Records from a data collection

Segment Open

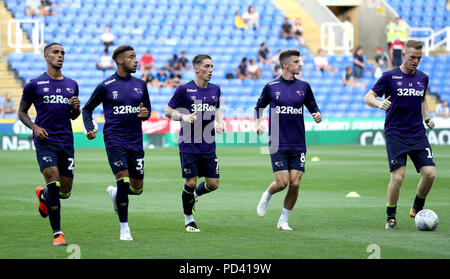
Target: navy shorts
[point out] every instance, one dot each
(52, 155)
(418, 149)
(199, 165)
(288, 160)
(124, 159)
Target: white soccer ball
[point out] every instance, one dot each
(426, 220)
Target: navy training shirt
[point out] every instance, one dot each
(198, 137)
(51, 98)
(121, 97)
(286, 121)
(404, 116)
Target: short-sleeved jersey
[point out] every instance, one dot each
(286, 121)
(121, 98)
(199, 137)
(404, 116)
(51, 98)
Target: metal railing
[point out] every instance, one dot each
(37, 37)
(337, 37)
(434, 40)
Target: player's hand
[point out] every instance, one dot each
(143, 111)
(430, 124)
(317, 116)
(91, 135)
(260, 130)
(385, 104)
(39, 133)
(75, 102)
(189, 118)
(220, 128)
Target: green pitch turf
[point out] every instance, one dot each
(326, 223)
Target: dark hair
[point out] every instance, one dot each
(284, 55)
(50, 45)
(198, 59)
(121, 49)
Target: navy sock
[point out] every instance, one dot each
(188, 199)
(419, 203)
(391, 210)
(53, 205)
(123, 186)
(202, 189)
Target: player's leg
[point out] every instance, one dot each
(290, 199)
(118, 160)
(208, 167)
(424, 162)
(280, 163)
(53, 204)
(296, 165)
(393, 193)
(397, 167)
(188, 201)
(280, 183)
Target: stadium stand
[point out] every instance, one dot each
(199, 26)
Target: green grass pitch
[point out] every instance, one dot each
(326, 223)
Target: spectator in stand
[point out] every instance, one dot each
(358, 63)
(391, 26)
(239, 22)
(264, 55)
(349, 79)
(396, 52)
(382, 63)
(33, 6)
(46, 8)
(298, 31)
(254, 70)
(8, 107)
(184, 63)
(175, 79)
(251, 17)
(442, 109)
(105, 62)
(107, 37)
(173, 63)
(161, 78)
(321, 62)
(402, 30)
(147, 62)
(287, 32)
(242, 71)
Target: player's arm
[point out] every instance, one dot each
(261, 104)
(88, 109)
(75, 111)
(145, 108)
(220, 127)
(311, 105)
(426, 115)
(39, 133)
(178, 116)
(371, 100)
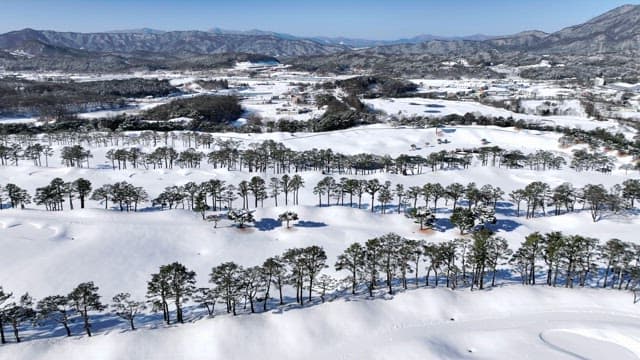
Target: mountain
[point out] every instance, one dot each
(614, 36)
(617, 30)
(361, 43)
(174, 42)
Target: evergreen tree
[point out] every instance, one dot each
(57, 308)
(85, 298)
(126, 308)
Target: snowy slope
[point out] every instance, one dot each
(506, 323)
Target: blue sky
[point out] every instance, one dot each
(384, 19)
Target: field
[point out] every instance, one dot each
(50, 252)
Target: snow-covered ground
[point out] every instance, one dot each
(506, 323)
(437, 108)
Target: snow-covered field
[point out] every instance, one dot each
(408, 107)
(506, 323)
(49, 253)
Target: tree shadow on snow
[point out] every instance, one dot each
(309, 224)
(267, 224)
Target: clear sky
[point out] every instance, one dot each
(382, 19)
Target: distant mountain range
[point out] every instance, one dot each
(617, 31)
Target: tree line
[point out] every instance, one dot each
(389, 262)
(216, 194)
(271, 155)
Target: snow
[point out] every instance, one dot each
(507, 323)
(49, 253)
(437, 108)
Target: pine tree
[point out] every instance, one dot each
(82, 187)
(57, 308)
(181, 282)
(18, 313)
(352, 260)
(85, 298)
(126, 308)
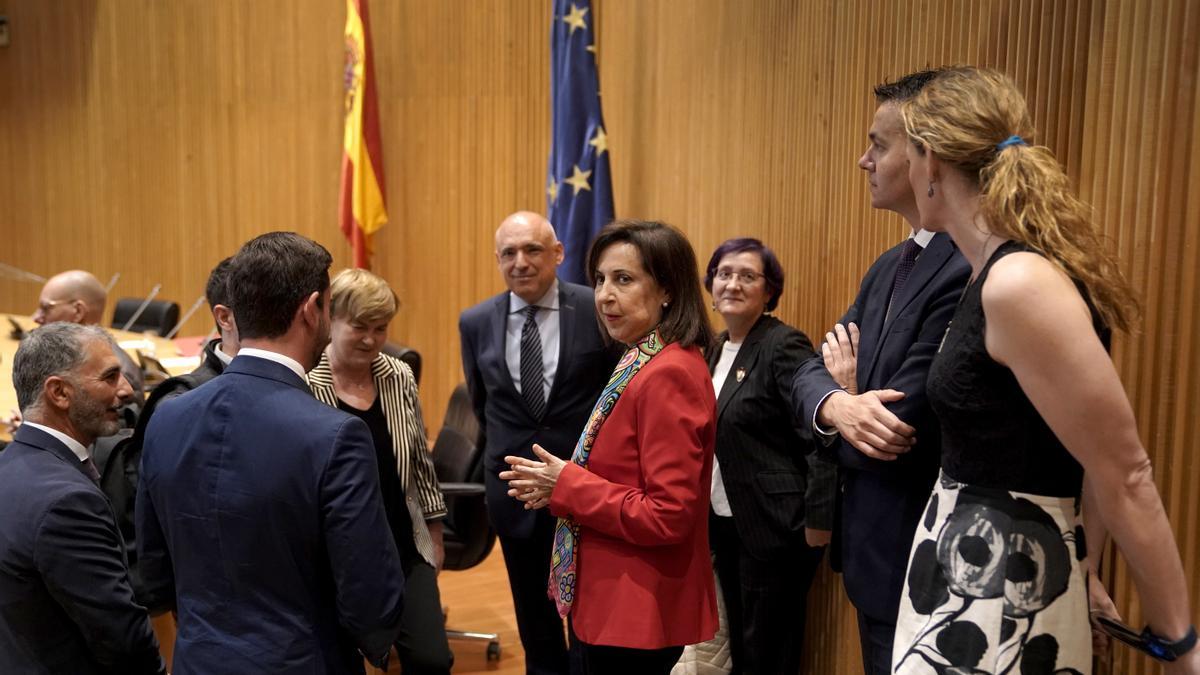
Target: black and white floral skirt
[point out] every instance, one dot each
(995, 586)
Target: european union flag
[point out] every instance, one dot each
(580, 185)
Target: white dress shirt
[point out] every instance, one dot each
(547, 320)
(76, 446)
(720, 501)
(226, 359)
(293, 365)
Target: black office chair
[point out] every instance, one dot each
(461, 416)
(407, 354)
(160, 316)
(467, 533)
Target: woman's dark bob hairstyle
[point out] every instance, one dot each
(772, 272)
(667, 257)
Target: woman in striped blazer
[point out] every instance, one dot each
(355, 377)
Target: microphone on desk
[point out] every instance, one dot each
(187, 315)
(21, 274)
(143, 306)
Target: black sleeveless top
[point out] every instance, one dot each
(991, 434)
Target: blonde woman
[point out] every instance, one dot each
(1030, 405)
(355, 377)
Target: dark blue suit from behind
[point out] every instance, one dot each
(66, 604)
(258, 513)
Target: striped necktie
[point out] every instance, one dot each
(531, 364)
(89, 467)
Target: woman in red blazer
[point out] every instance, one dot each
(631, 565)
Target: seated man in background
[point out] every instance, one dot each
(120, 475)
(65, 598)
(78, 297)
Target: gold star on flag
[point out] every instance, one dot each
(579, 180)
(600, 142)
(575, 18)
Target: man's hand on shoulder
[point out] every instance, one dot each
(867, 424)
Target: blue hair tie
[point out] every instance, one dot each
(1011, 141)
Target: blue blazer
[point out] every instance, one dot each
(585, 364)
(66, 604)
(881, 501)
(259, 518)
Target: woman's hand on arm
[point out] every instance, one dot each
(840, 356)
(533, 482)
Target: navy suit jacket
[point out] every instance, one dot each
(585, 364)
(259, 518)
(881, 501)
(66, 604)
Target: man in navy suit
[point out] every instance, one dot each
(535, 363)
(877, 419)
(66, 604)
(258, 508)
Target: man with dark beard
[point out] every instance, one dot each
(258, 509)
(66, 604)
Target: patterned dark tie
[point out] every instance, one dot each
(89, 467)
(531, 364)
(907, 258)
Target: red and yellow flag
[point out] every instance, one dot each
(363, 205)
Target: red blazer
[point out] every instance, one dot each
(645, 573)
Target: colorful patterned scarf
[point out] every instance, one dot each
(567, 535)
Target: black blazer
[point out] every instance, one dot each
(585, 364)
(66, 604)
(773, 478)
(119, 478)
(882, 500)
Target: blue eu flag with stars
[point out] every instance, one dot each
(579, 185)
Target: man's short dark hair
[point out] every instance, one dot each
(270, 278)
(216, 291)
(669, 258)
(906, 87)
(772, 272)
(55, 348)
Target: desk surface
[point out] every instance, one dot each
(151, 345)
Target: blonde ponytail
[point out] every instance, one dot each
(963, 117)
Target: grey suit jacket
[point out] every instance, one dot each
(585, 364)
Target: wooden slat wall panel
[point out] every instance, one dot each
(151, 138)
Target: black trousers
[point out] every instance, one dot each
(538, 621)
(423, 646)
(765, 599)
(876, 638)
(603, 659)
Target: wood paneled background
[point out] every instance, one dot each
(153, 137)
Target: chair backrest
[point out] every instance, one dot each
(160, 316)
(461, 414)
(467, 533)
(407, 354)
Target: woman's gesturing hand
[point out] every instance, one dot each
(531, 481)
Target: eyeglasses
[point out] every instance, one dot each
(747, 278)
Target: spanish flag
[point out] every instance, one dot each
(363, 205)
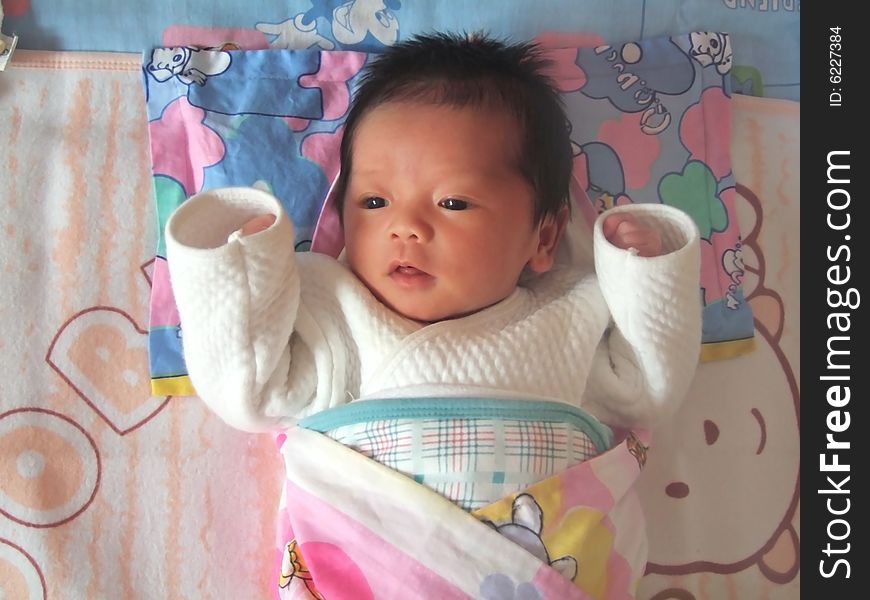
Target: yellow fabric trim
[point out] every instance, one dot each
(730, 349)
(172, 386)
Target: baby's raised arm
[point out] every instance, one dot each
(647, 259)
(238, 295)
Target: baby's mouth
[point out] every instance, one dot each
(408, 270)
(408, 274)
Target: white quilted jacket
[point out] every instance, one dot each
(271, 336)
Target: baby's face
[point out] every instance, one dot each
(438, 218)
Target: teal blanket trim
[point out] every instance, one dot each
(460, 408)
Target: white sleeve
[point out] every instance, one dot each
(238, 298)
(646, 361)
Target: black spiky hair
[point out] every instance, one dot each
(477, 71)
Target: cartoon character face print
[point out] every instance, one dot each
(732, 263)
(524, 529)
(635, 80)
(729, 466)
(168, 62)
(711, 48)
(189, 65)
(353, 21)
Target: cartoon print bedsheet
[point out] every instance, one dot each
(109, 491)
(766, 33)
(651, 122)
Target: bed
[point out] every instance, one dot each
(116, 483)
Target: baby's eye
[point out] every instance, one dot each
(373, 202)
(453, 204)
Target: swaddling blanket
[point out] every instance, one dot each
(350, 527)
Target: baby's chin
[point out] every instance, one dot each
(434, 314)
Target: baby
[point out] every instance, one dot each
(453, 197)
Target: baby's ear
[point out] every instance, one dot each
(550, 231)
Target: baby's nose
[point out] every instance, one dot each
(411, 226)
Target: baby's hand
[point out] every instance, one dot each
(624, 231)
(257, 224)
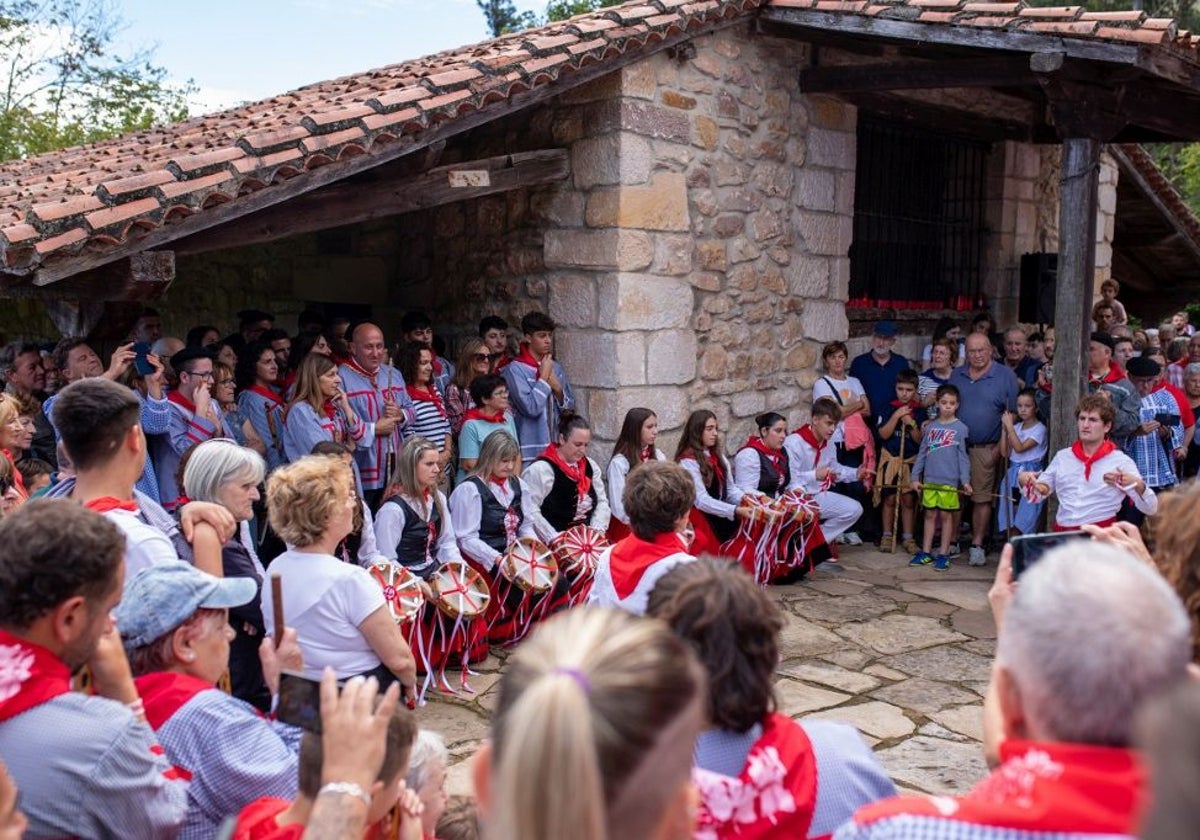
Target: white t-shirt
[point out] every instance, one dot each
(325, 600)
(144, 544)
(847, 389)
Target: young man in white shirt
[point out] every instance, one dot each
(1091, 477)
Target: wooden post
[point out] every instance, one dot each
(1073, 295)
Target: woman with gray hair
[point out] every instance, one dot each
(227, 474)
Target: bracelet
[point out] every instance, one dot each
(346, 789)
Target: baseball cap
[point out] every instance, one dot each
(162, 597)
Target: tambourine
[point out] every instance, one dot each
(459, 591)
(577, 550)
(529, 565)
(401, 589)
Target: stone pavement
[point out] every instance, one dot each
(903, 654)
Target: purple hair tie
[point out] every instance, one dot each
(580, 678)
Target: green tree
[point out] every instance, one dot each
(61, 84)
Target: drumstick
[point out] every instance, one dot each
(277, 606)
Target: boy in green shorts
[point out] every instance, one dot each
(942, 468)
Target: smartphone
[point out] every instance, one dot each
(1029, 549)
(141, 364)
(299, 701)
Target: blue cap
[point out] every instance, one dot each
(162, 597)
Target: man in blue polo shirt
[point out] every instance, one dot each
(987, 390)
(877, 367)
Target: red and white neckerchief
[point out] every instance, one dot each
(810, 438)
(1077, 449)
(576, 473)
(106, 503)
(29, 676)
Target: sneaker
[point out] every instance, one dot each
(977, 558)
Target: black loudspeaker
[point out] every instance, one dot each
(1039, 273)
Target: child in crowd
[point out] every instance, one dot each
(899, 424)
(942, 468)
(1024, 442)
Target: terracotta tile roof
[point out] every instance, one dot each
(1129, 27)
(1139, 160)
(100, 196)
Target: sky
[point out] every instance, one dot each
(238, 51)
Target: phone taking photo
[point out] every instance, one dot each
(1029, 549)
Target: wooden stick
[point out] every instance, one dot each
(277, 607)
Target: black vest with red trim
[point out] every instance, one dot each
(491, 523)
(561, 505)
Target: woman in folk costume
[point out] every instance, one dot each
(567, 490)
(634, 447)
(259, 401)
(321, 411)
(432, 421)
(718, 499)
(759, 773)
(659, 499)
(489, 517)
(784, 538)
(413, 528)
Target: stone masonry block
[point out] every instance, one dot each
(637, 301)
(671, 358)
(573, 300)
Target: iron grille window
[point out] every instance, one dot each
(919, 203)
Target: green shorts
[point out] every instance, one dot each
(940, 497)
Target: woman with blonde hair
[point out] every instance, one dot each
(593, 733)
(474, 361)
(337, 609)
(321, 411)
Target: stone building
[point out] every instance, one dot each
(700, 193)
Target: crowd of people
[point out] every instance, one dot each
(207, 526)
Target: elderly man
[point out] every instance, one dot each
(1105, 377)
(378, 396)
(1060, 713)
(1017, 357)
(88, 765)
(987, 390)
(1092, 478)
(877, 367)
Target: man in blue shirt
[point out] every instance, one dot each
(988, 389)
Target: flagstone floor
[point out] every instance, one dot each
(903, 654)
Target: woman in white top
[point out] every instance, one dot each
(634, 447)
(718, 498)
(489, 517)
(339, 611)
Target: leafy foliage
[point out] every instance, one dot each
(61, 85)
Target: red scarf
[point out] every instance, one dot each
(633, 556)
(774, 796)
(106, 503)
(29, 676)
(165, 693)
(1077, 449)
(1075, 789)
(577, 473)
(479, 414)
(268, 394)
(526, 358)
(427, 395)
(774, 455)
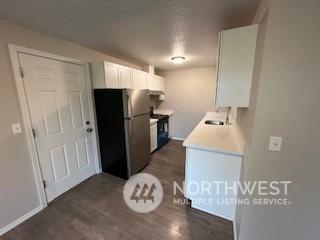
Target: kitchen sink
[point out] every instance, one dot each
(214, 122)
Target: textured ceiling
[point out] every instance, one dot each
(144, 31)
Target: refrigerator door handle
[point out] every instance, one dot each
(130, 106)
(130, 129)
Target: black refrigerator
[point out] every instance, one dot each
(123, 121)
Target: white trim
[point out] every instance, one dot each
(19, 220)
(14, 50)
(235, 237)
(178, 138)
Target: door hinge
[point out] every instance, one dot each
(34, 132)
(21, 72)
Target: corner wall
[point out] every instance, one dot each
(285, 103)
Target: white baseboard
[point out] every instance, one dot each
(177, 138)
(235, 237)
(20, 220)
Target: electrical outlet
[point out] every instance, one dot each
(275, 143)
(16, 128)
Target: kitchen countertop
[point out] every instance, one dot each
(163, 111)
(153, 120)
(222, 139)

Segment Closed

● Problem description:
Look above for the line that contains "Target: evergreen tree". Starting there, transcribe every line exactly until you have copied the line that contains "Target: field".

● Answer to this exercise:
Target: evergreen tree
[point out] every instance, one dot each
(57, 308)
(85, 298)
(126, 308)
Target: snowy slope
[point out] every instance, one dot each
(506, 323)
Target: blue sky
[point out] every instance, one dot each
(384, 19)
Target: field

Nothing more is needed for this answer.